* Instruction *
Copy out each line of the material below that contains the word "receives".
::: Supplied data :::
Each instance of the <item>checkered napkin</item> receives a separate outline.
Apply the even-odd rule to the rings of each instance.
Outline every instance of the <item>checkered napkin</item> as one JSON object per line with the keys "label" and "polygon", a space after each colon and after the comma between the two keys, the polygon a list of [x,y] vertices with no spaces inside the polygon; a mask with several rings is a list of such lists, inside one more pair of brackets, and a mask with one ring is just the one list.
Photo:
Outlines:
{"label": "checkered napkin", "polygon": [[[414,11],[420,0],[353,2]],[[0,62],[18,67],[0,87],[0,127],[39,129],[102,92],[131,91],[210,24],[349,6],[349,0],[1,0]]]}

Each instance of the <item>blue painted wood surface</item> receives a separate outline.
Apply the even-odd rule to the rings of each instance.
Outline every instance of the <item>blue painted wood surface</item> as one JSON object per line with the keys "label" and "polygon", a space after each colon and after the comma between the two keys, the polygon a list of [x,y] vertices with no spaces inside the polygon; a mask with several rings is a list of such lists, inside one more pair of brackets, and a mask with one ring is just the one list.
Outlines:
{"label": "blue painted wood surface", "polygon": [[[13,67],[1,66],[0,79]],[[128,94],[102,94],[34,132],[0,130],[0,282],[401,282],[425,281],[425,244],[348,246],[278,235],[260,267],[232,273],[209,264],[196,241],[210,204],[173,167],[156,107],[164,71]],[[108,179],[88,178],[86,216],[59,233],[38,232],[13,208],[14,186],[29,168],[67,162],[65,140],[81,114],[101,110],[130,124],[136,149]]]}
:::
* Written answer *
Each instance of the <item>checkered napkin</item> receives a separate outline.
Each instance of the <item>blue painted wood surface</item> receives a separate outline.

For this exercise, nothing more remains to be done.